# To be done
Please copy out, unchanged, the lines starting at the one that contains "job: outline the hazy distant horizon" and ending at the one that contains "[[[4,253],[875,259],[1015,235],[1409,255],[1410,23],[6,4]]]".

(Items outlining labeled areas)

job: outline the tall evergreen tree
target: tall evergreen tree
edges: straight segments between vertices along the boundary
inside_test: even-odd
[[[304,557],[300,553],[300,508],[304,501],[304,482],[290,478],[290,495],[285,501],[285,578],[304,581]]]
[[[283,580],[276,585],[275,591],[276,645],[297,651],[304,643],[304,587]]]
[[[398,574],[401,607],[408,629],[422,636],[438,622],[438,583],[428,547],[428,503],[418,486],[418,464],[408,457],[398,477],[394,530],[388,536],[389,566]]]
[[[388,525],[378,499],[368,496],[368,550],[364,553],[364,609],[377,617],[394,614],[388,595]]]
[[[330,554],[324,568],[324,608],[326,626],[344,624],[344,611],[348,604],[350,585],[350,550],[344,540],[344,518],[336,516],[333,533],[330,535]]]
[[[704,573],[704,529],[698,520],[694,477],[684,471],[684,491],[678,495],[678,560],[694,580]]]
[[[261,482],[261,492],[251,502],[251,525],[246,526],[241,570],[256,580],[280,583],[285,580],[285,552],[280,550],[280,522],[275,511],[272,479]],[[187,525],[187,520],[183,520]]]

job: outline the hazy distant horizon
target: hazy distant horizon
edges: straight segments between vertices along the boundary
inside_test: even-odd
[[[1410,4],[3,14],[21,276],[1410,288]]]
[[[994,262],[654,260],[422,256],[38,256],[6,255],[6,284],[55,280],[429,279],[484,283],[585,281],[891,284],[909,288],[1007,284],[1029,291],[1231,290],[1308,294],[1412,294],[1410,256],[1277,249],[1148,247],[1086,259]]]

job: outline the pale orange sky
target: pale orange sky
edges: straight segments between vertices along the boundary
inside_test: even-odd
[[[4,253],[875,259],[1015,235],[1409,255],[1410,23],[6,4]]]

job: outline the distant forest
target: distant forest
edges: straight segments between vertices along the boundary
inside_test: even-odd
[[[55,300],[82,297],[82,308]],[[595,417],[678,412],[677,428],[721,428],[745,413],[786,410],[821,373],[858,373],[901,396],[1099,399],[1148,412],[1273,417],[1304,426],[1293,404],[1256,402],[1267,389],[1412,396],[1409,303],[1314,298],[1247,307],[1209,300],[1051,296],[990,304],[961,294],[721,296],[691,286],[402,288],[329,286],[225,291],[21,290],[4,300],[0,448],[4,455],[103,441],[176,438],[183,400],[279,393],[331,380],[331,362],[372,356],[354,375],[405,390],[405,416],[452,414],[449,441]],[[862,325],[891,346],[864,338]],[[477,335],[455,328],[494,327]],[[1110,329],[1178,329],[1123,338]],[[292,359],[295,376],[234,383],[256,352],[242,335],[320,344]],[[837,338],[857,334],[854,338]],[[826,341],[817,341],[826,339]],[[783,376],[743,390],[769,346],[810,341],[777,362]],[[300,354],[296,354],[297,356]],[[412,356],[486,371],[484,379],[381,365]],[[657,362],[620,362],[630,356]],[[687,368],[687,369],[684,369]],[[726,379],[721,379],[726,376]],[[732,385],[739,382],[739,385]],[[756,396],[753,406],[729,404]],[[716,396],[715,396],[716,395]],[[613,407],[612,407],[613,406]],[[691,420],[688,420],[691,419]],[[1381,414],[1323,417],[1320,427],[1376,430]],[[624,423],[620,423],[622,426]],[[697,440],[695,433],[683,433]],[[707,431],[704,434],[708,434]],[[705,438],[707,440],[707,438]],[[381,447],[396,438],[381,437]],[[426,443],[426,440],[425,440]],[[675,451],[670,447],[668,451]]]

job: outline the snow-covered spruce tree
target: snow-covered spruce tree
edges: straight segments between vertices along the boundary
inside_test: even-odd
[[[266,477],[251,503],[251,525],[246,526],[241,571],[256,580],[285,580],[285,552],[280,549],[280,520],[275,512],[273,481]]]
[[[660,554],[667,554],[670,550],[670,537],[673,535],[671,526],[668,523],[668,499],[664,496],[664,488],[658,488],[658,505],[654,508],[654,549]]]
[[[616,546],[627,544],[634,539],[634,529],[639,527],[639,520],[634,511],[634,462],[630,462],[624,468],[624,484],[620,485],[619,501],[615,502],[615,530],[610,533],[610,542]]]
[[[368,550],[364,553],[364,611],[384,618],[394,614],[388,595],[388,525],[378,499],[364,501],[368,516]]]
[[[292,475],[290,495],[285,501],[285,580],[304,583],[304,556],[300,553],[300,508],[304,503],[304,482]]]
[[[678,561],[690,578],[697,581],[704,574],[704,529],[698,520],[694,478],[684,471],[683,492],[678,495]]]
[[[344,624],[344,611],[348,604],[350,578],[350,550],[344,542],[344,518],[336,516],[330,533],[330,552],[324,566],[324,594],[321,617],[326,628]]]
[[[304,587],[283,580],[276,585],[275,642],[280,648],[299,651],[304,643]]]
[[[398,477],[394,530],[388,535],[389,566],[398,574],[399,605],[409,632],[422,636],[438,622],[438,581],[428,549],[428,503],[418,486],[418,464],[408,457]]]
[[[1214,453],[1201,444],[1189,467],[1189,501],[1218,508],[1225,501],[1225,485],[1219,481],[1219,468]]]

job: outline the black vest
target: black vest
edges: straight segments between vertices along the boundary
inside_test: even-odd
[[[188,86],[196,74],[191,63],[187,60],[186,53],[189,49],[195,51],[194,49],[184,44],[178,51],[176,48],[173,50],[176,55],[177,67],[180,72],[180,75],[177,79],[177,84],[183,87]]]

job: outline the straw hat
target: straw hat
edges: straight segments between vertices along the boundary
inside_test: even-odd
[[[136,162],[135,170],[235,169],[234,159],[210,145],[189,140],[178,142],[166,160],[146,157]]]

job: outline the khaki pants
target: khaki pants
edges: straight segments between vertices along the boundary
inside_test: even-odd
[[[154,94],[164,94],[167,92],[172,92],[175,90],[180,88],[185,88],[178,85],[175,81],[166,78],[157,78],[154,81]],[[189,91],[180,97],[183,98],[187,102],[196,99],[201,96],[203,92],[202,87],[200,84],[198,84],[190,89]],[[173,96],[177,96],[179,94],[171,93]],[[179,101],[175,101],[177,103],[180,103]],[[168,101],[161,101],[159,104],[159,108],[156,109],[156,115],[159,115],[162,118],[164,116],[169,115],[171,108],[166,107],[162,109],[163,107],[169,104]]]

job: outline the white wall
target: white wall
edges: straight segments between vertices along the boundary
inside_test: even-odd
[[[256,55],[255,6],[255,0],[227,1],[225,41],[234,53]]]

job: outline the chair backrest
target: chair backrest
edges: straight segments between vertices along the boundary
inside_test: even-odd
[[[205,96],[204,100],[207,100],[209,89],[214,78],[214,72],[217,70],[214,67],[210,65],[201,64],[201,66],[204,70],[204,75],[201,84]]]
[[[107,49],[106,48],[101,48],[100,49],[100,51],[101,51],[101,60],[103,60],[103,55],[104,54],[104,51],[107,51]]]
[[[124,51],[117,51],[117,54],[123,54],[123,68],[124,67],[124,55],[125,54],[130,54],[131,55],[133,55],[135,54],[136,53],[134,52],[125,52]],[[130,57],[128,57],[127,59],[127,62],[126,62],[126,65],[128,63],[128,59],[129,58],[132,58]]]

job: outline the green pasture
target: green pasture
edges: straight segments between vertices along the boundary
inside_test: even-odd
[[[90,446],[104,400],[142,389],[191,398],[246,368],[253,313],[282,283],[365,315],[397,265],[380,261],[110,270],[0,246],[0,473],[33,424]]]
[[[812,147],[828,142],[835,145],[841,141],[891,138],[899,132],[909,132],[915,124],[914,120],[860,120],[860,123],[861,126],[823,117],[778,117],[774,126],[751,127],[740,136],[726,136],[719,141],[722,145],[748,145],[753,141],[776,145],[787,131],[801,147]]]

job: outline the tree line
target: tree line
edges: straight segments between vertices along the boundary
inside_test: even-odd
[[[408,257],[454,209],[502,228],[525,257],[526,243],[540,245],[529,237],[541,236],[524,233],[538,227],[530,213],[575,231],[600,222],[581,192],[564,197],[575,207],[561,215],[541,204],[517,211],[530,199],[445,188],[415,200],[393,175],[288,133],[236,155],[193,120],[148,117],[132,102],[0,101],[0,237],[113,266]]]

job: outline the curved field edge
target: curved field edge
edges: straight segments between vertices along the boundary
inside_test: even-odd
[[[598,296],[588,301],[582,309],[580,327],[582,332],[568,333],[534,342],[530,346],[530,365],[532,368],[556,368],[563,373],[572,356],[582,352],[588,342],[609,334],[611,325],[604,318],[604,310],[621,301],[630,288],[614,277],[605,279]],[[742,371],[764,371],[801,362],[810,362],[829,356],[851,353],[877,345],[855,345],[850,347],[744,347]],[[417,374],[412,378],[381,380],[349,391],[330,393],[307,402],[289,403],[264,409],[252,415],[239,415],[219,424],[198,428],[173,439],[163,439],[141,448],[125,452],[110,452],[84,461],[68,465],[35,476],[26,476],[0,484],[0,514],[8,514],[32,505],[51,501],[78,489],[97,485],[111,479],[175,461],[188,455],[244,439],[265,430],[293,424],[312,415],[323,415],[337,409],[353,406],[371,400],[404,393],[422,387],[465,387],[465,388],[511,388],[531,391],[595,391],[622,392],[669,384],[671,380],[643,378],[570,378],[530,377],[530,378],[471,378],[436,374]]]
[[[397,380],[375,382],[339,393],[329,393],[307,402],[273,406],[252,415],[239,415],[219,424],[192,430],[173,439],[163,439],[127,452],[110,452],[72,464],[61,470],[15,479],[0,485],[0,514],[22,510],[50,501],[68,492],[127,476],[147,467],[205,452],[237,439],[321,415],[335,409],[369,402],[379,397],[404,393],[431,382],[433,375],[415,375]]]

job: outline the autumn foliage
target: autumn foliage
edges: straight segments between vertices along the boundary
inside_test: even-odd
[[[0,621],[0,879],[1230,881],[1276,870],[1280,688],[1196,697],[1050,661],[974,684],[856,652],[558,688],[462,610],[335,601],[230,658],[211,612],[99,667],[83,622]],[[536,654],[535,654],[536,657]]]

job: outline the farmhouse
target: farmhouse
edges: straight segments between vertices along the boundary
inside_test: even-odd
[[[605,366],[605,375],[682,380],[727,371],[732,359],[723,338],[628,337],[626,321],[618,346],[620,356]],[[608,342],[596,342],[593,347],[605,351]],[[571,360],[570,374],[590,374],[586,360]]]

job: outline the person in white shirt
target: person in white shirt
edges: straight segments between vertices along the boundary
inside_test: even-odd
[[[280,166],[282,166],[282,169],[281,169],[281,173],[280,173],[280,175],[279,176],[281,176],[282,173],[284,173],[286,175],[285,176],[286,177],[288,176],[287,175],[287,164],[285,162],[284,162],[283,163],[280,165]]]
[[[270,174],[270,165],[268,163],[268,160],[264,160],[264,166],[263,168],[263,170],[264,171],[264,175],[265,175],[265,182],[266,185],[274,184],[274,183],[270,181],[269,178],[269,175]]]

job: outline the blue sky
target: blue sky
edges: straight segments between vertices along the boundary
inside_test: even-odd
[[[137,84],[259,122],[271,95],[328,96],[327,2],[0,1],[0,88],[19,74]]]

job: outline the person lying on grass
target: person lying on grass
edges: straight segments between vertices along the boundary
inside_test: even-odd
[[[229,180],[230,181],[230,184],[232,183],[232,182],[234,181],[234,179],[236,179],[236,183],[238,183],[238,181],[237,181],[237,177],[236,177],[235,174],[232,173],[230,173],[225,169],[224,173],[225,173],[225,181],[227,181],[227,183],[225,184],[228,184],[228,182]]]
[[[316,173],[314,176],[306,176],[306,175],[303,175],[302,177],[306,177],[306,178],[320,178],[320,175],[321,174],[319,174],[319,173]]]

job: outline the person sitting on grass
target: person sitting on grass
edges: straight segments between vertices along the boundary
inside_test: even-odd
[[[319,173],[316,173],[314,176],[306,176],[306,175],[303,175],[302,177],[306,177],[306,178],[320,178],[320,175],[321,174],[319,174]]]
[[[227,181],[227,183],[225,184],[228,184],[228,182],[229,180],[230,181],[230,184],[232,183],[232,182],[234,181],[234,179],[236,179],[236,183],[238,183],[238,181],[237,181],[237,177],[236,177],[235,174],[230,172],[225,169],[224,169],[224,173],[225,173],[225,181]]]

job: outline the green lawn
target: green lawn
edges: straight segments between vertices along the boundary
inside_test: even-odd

# Reply to the exercise
job: outline the hazy distant horizon
target: hazy distant horizon
edges: straight segments between vertices along the boundary
inside_test: even-odd
[[[1410,4],[3,14],[21,276],[1410,288]]]
[[[994,262],[654,260],[422,256],[38,256],[6,255],[6,284],[55,280],[429,279],[484,283],[585,281],[891,284],[909,288],[1007,284],[1029,291],[1231,290],[1308,294],[1412,294],[1410,256],[1277,249],[1148,247],[1086,259]]]

job: outline the pale orange sky
target: pale orange sky
edges: straight segments between vertices along the boundary
inside_test: even-odd
[[[4,253],[875,259],[1015,235],[1409,255],[1410,23],[6,4]]]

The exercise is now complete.